### TEXT SECTION
+ + +
NHPHA Public Health Stories: What does public health mean to you?
April 2012 Member Spotlight - Laura Davie, NHPHA Vice President
How long have you/your organization been doing public health work?
Since 2005, I have worked at the New Hampshire Institute for Health Policy and Practice (NHIHPP) as a Project Director. NHIHPP was formed in 2001 and for the past 11 years, we have been working to align the medical and public health systems. Prior to this, I worked as a physical therapy assistant for many years before returning to college and transitioning to public health work. While I enjoyed physical therapy and working with individuals one-on-one, the system barriers to good care and the lack of alignment with the social determinants of health in the medical system left me feelingWhile my work as a physical therapist was important, it was bumping up against larger system issues that need to be addressed.
How did you/your organization first get involved with NHPHA? With public health work?
The Director of NHIHPP, Ned Helms, has always supported the work of NHPHA and looks for opportunities to leverage and align the work of both organizations. Staff at NHIHPP have served at various times on the NHPHA board and committees. I joined NHPHA in 2005 and served on the Policy Committee up until 2012. In 2011, I was elected to the NHPHA Board of Directors and in 2012 become the Board Vice-President. Currently in the role of Vice-President I oversee NHPHA’s Strategic Intention I- “NHPHA will support public health members and partners”. In this capacity, I work with the Finance, Membership, Human Resource, and Program Planning Committees. NHPHA also is the fiscal agent for the Oral Health Collation so I serve as the NHPHA representative on the OHC Steering Committee.
What are 2 things you/your organization would tell a person in NH wanting to know more about how public health benefits them locally?
1. The increased awareness of the public health concept of “livable communities” not only applies to the obesity epidemic which has spurred the awareness, it also aligns with making communities livable for our older adults to age in place. Public health initiatives are often difficult to quantify because they never just touch on.
+ + +
### HOW TO COMPLETE THIS TASK
Continue the NHPHA member spotlight interview above from the point where it ends.
+ + +
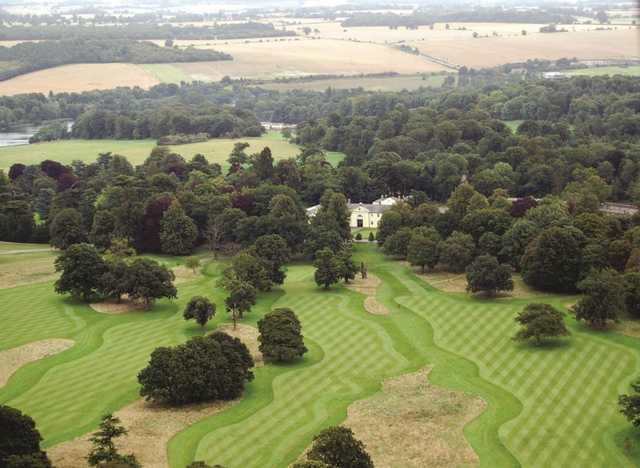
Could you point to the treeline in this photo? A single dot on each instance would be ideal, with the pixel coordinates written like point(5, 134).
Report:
point(479, 15)
point(141, 31)
point(288, 107)
point(31, 56)
point(591, 124)
point(211, 121)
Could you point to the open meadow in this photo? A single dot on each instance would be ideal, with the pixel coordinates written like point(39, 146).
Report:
point(516, 405)
point(216, 150)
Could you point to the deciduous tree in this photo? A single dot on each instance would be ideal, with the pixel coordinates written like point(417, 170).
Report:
point(603, 300)
point(487, 275)
point(199, 309)
point(327, 268)
point(81, 268)
point(281, 336)
point(540, 321)
point(337, 446)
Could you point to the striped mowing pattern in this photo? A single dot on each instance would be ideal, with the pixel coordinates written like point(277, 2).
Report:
point(357, 354)
point(569, 391)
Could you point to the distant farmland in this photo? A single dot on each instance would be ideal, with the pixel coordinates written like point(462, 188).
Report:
point(78, 78)
point(492, 51)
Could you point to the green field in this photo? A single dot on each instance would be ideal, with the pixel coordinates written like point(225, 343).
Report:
point(167, 73)
point(548, 406)
point(633, 70)
point(216, 150)
point(386, 83)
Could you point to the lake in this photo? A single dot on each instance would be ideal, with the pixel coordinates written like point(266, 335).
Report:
point(18, 135)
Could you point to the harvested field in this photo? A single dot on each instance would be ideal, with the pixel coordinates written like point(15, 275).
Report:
point(13, 359)
point(78, 78)
point(150, 429)
point(248, 335)
point(369, 287)
point(492, 51)
point(302, 57)
point(412, 423)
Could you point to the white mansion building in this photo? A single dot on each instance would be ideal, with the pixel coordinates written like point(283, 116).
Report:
point(363, 215)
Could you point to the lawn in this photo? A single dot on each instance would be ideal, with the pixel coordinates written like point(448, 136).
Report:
point(216, 150)
point(548, 406)
point(166, 73)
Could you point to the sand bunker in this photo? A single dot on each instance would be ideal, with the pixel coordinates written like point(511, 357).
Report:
point(415, 424)
point(368, 287)
point(13, 359)
point(184, 274)
point(114, 307)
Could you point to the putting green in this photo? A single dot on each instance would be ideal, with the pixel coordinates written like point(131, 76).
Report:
point(554, 405)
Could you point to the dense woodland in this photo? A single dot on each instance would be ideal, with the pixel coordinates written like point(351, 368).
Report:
point(26, 57)
point(293, 107)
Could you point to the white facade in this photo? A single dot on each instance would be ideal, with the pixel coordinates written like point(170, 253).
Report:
point(363, 215)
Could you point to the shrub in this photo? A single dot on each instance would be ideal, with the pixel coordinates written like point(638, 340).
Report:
point(281, 336)
point(199, 309)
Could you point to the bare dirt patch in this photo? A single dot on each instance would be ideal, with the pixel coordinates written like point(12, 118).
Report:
point(415, 424)
point(13, 359)
point(115, 307)
point(457, 283)
point(184, 274)
point(368, 287)
point(249, 336)
point(150, 428)
point(26, 268)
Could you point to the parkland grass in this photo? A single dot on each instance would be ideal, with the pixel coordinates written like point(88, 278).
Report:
point(633, 70)
point(553, 405)
point(216, 150)
point(166, 73)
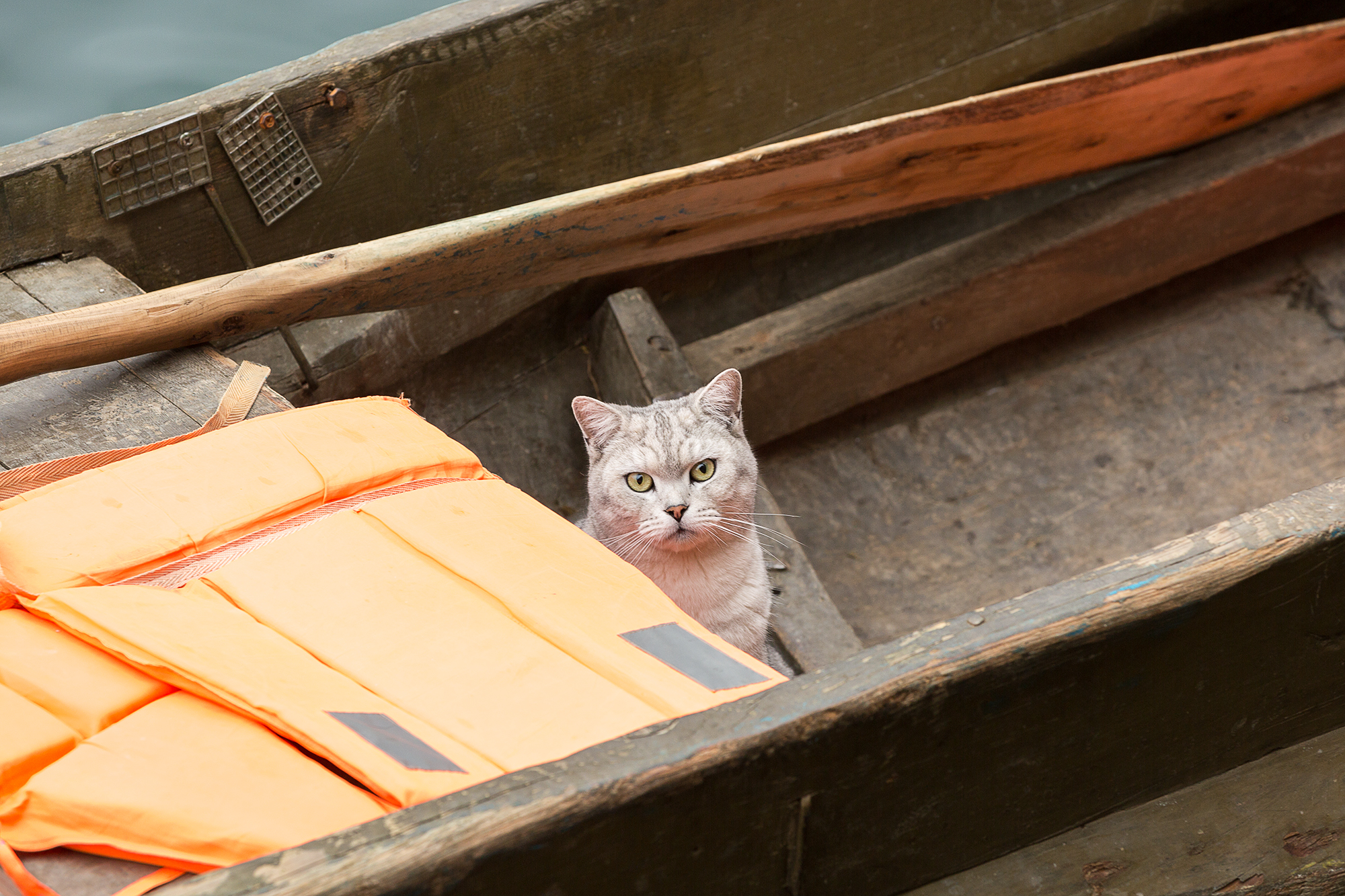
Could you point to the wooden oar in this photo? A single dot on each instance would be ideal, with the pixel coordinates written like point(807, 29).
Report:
point(964, 150)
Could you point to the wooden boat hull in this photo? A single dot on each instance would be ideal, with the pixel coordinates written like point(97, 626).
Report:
point(997, 720)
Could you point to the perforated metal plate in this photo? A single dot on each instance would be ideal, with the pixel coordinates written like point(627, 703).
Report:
point(153, 165)
point(272, 162)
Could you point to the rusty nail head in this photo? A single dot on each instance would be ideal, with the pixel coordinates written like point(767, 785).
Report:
point(337, 99)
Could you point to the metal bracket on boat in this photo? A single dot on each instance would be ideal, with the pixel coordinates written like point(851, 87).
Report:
point(270, 158)
point(151, 165)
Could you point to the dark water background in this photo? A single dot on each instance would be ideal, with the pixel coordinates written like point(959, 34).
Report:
point(65, 61)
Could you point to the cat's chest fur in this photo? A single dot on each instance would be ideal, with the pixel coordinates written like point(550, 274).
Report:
point(726, 589)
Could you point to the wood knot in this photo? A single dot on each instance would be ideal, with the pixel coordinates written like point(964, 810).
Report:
point(1308, 842)
point(1097, 873)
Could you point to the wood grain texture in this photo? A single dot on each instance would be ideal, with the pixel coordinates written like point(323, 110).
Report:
point(1151, 419)
point(637, 361)
point(496, 103)
point(969, 149)
point(112, 405)
point(809, 624)
point(860, 341)
point(923, 756)
point(1276, 819)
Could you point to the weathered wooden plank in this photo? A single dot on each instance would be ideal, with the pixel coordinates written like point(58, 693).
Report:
point(1155, 417)
point(1274, 821)
point(921, 758)
point(111, 405)
point(494, 103)
point(61, 286)
point(72, 873)
point(810, 627)
point(15, 303)
point(972, 149)
point(637, 361)
point(860, 341)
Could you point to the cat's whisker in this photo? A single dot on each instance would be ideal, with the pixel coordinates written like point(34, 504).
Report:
point(763, 532)
point(774, 532)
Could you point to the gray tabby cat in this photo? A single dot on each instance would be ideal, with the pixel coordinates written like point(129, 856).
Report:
point(673, 491)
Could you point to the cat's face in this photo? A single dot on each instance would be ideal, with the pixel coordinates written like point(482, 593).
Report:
point(673, 477)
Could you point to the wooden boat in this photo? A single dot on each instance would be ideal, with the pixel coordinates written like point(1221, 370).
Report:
point(983, 416)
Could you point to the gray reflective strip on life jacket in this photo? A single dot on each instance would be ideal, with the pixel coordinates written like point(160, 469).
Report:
point(692, 657)
point(399, 743)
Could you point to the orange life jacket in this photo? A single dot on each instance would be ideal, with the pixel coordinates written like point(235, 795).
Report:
point(342, 579)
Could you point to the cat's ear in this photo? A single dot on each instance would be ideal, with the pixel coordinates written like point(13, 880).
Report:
point(723, 397)
point(598, 421)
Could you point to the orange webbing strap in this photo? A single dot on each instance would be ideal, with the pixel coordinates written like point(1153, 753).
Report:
point(233, 407)
point(154, 879)
point(30, 885)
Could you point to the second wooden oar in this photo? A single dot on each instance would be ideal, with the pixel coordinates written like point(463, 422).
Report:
point(976, 147)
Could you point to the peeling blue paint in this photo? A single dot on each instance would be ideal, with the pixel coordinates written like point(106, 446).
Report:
point(1135, 585)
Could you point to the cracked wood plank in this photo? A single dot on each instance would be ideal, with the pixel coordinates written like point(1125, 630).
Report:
point(111, 405)
point(860, 341)
point(964, 150)
point(496, 103)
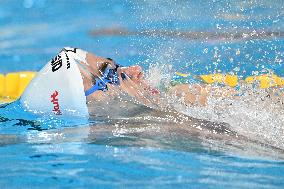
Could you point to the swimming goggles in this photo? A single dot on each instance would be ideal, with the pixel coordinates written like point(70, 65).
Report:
point(109, 76)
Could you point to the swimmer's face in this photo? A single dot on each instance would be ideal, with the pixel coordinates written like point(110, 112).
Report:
point(130, 78)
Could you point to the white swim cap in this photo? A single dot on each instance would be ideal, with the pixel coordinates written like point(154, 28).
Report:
point(58, 87)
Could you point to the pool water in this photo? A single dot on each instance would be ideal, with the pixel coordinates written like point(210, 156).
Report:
point(237, 37)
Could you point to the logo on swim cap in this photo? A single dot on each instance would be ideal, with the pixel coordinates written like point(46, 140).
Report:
point(58, 88)
point(54, 100)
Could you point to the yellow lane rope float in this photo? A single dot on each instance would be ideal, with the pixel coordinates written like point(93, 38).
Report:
point(265, 81)
point(12, 85)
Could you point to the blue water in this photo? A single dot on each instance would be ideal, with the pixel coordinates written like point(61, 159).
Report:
point(38, 153)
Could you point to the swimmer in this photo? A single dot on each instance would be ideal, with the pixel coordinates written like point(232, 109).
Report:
point(79, 83)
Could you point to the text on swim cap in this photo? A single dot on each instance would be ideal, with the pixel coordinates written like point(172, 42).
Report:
point(54, 100)
point(56, 63)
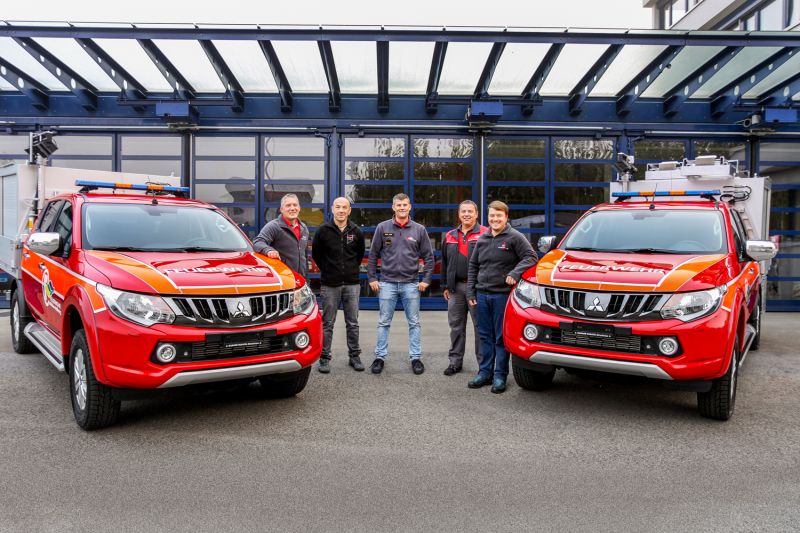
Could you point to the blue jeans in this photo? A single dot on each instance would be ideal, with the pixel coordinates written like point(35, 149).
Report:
point(408, 293)
point(494, 357)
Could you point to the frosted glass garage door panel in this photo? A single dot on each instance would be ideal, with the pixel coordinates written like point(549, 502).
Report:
point(303, 65)
point(248, 64)
point(516, 66)
point(409, 67)
point(463, 64)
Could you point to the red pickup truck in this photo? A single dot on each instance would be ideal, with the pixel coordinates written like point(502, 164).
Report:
point(152, 292)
+ + +
### ANSWER BELOW
2. Public health data is an integral piece of a comprehensive approach to local health. From the proper allocation of public dollars and resources to matching public health data with medical system data to improve systems are important benefits of the work.
What do you/does your organization like the most about the work that you do?
I enjoy the breath of projects myself and my colleagues at NHIHPP work on. It seems to grow every day always inspiring me to learn and expand my thinking. I also really like how my work is based on partnering with community organizations and committed partners on creating person-centered systems of care for older adults. There are so many people doing thoughtful and meaningful work in public health. They inspire me to think critically on breaking down the system barriers and more our systems of health forward.
Is there anything else you'd like to share about yourself or your organization?
In my 7 years with NHIHPP, my work has included staffing the Citizens Health Initiative and work across the long term care system. In 2011 we launched the Center on Aging and Community Living (www.agingandcommunityliving.org) which aligns the work of both NHIHPP and the Institute on Disability. Our vision- All New Hampshire residents have access to person-centered options to allow them to live and age in the communities of their choice. Our projects provide ongoing support to the Bureau of Elderly and Adult Services and other partners in the Aging Network by designing, implementing, and evaluating systems change initiatives. These range from person-centered approaches, caregiver support, training direct care workforce, and care transitions.